> **What the task requires**
Reproduce the following lines verbatim, omitting the pictures from your answer.

Point placement records
[Begin]
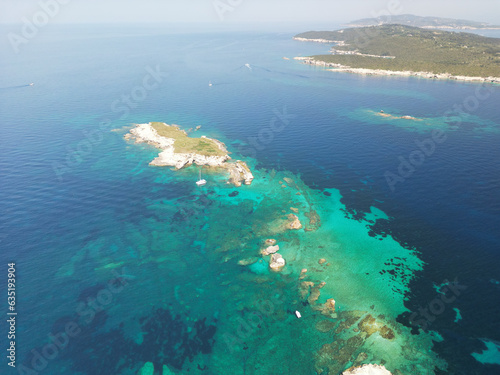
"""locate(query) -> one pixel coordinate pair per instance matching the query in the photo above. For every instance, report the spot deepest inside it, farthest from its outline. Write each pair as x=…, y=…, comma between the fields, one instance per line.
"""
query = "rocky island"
x=179, y=150
x=408, y=51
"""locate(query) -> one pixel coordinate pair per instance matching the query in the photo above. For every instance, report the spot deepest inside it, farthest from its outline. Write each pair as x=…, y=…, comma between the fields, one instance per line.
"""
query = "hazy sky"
x=244, y=11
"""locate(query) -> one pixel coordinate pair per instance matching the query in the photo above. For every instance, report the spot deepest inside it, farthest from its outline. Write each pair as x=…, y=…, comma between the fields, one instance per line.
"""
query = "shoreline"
x=406, y=73
x=239, y=172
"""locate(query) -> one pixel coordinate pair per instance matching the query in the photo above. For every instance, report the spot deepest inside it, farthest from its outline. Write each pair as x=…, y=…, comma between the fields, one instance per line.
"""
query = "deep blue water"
x=449, y=208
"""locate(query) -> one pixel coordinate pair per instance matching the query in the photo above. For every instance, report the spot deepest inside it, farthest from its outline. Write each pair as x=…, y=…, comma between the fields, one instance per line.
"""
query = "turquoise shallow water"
x=146, y=263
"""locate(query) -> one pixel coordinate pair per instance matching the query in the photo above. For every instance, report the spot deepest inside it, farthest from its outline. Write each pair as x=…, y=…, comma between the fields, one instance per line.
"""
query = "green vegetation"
x=414, y=49
x=417, y=21
x=185, y=144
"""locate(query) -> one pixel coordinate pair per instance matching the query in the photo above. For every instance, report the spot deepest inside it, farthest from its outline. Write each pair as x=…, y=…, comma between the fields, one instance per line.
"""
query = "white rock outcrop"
x=145, y=133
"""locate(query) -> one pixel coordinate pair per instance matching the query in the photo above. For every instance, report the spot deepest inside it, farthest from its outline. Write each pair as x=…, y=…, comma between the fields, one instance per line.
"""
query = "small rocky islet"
x=287, y=231
x=179, y=150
[End]
> **Exercise output**
"""locate(query) -> one pixel coordinate pair per instance matching the query in the photo above. For every instance, report the spot deepest inside it, farthest from its outline. Write each pair as x=…, y=…, comma between the fields, one instance per line.
"""
query = "rocky island"
x=179, y=150
x=408, y=51
"""locate(query) -> one pixel coordinate pair per instance matching the query in the photo above. For every instance, report the spot deepest inside it, farthest from its outline. Write each pair as x=…, y=…, comma between the fields, one instance per line.
"""
query = "hazy sky"
x=244, y=11
"""locate(query) -> one pixel coordinate pair per instance matching the query in the photo above. For every instance, report the spot deepest inside it, farthest from its outline. Write each pair as x=…, y=…, comma between the fields, one instance per line.
"""
query = "shoreline"
x=406, y=73
x=239, y=172
"""locate(query) -> one pixel coordinate pair per instance matching the query in the photo above. For every instance, report the spot deepest inside it, farthest from its outline. Write each pair as x=…, y=…, comma between the fields, one instance per line.
"""
query = "deep blue water"
x=449, y=208
"""locate(query) -> one pixel coordinate pair per instance matching the query in the photo above. For every instance, report the spot deepest inside it, farthest from its outline. Write each pair as x=…, y=…, comma between the fields, one instance per line.
"""
query = "turquoise shallow water"
x=146, y=263
"""locate(query) -> one pixel coordinate pair per instance matching the query in the photo above. For every instance, report the spot deepest inside it, farthest from its outline. Write each pair as x=…, y=…, comma between the fields, one instance per line.
"""
query = "green vegetation"
x=414, y=49
x=417, y=21
x=185, y=144
"""locate(query) -> one pixel coordinate pair per instance matching the query in the photo above. For every instance, report the spot deepest inside it, farthest from its outline. Write each pair as x=…, y=…, comma between the fields, one instance per line.
"""
query = "white rock outcrop"
x=145, y=133
"""locate(query) -> one pixel coordinate pair per instance matching the query in the photo above. For every instance, report the spot deepest inside it, farthest from its outline. Write each pair as x=…, y=…, comma between the fields, one instance per line.
"""
query = "small rocky islet"
x=287, y=231
x=179, y=150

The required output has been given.